▶ [Consigne]:
Poursuivez, s'il vous plaît, le texte à lire sur le roman « L'ombre de nos nuits » à partir de sa dernière phrase.

▶ [Texte à lire]:
◆ ◆ ◆ ◆

Une jeune femme d'aujourd'hui se rend à la gare, sans doute est-elle en déplacement à Rouen… Il lui reste du temps avant de prendre le train qui doit la ramener chez elle. Elle pénètre dans le musée des Beaux Arts où elle va s'alléger de ses bagages, de son manteau qu'elle dépose à l'entrée. Au cours de cette visite improvisée un tableau va la happer : une copie de Saint Sébastien soigné par Irène de Georges de la Tour

La vue du tableau l'entraîne, la met hors temps, hors champ comme l'a fait une douloureuse liaison qu'elle se remémore ; une passion mortifère, désormais révolue, dont le souvenir reste toujours vif.
Georges de la Tour et son Irène vont lui permettre de revivre ce bouleversement amoureux, de l'apaiser en lui en restituant la beauté lumineuse et sombre, beauté transfigurée par le silence et la profondeur du tableau tout en clair-obscur.
« Je n'arrive pas à détacher mon regard du visage de la jeune femme du tableau. Ni de la légèreté de ses mains sur la blessure, comme des ailes bienveillantes qui emporteront la douleur au loin et la laisseront se dissoudre dans la nuit. »

"L'ombre de nos nuits" ce sont trois voix qui se répondent par delà l'espace et le temps, par le truchement d'un tableau et la magie de l'écriture de Gaëlle Josse qui permet leur dialogue : celle du peintre Georges de la Tour, celle de Laurent l'apprenti dont on peut imaginer qu'il ait pu faire une copie de ce tableau où Claude la fille de Georges de la Tour incarne Irène, et l'inconnue qui contemple. Ils sont tous unis par la beauté douloureuse de leur passion.

Ainsi de la Tour qui se prépare dans l'isolement de son atelier :
« Je regarde les bâtons de fusain posés à côté de moi, alignés, pour l'esquisse de la scène. À chaque fois, cette hésitation. La trace de la main, le contact avec la toile. Éternelle initiation. Comme on approche un corps qui s'offre pour la première fois. Découvrir comment il va réagir, frissonner, trembler, gémir. Deviner quel est son secret, sa joie, sa blessure. Éprouver cette sensation qui ne peut être qu'une seule fois et disparaît dans le geste qui l'accomplit. le geste de la connaissance.

◆ ◆ ◆ ◆

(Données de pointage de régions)
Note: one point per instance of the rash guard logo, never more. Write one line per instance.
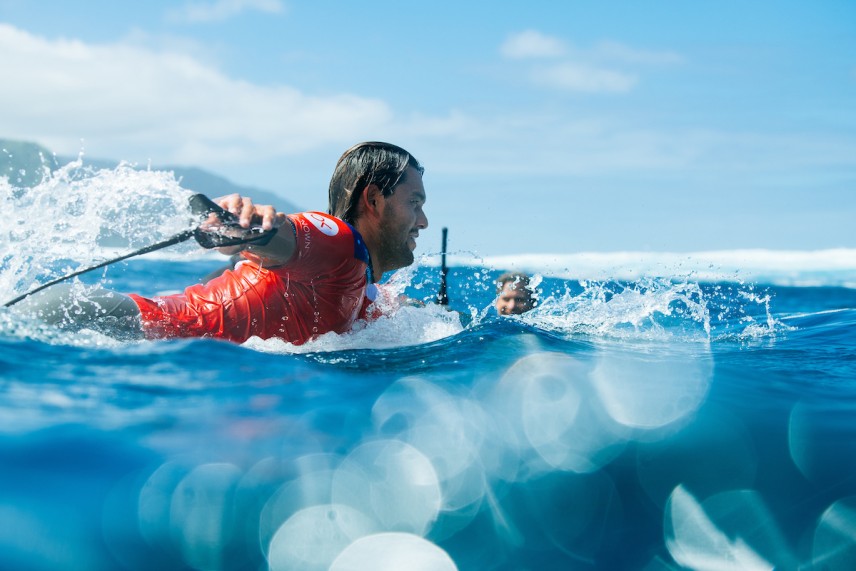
(323, 223)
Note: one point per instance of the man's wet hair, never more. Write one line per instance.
(514, 277)
(382, 164)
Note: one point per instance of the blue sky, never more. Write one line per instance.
(544, 126)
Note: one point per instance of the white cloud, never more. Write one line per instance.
(131, 100)
(581, 70)
(223, 9)
(531, 44)
(583, 78)
(615, 51)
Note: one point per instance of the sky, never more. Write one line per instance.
(545, 127)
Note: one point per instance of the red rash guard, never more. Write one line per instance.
(321, 288)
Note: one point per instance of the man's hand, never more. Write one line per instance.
(280, 248)
(249, 213)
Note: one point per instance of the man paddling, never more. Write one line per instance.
(513, 294)
(314, 276)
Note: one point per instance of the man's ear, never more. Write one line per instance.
(372, 199)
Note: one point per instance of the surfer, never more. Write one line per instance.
(316, 274)
(513, 294)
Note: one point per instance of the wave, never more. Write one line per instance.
(835, 267)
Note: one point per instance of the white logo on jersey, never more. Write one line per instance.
(323, 223)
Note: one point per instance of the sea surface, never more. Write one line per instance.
(655, 411)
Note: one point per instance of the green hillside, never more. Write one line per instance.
(24, 164)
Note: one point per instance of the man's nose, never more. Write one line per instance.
(422, 220)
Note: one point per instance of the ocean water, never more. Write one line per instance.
(655, 411)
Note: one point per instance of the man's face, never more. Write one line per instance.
(400, 222)
(513, 299)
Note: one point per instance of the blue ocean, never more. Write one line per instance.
(653, 412)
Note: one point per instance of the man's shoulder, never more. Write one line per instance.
(321, 233)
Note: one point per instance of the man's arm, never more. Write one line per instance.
(280, 248)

◆ ◆ ◆ ◆

▶ [Réponse attendue]:
(…) J'aime le silence qui accompagne la nuit, j'aime le feu, l'ombre et leur danse, ils se cherchent, s'évitent, s'enlacent. le silence qui accompagne nos vérités. Je n'ai pas besoin de grand-chose d'autre, quand j'y pense.

et la jeune femme, comme en écho, parlant de celui qui va l'isoler dans sa passion :

« Dès l'instant de notre rencontre, j'ai découvert un état nouveau, du moins inconnu dans cette intensité, comme si je prenais conscience pour la première fois de la profondeur et du relief d'un paysage familier, soumis à un éclairage d'une violence nouvelle, dessinant des contours aigus et creusant des ombres insoupçonnées. Un état de tension, éprouvé dans chaque partie du corps, dans le ventre, les épaules, au fond de la gorge, comme un appel incessant et muet. L'attente. S'y joignaient les efforts surhumains pour ne pas la montrer, à la manière dont on isole dans une pièce un animal domestique trop bruyant ou trop turbulent pour un visiteur. Il me fallait la discipliner, la travestir pour ne pas t'effrayer d'un amour trop grand.

Il va leur falloir après s'être brûlés, poursuivre jusqu'au bout leur chemin amoureux et « Alléger. S'alléger. le plein naît du vide. Simplifier. Densifier. Nous n'emporterons rien avec nous dans notre ultime voyage. »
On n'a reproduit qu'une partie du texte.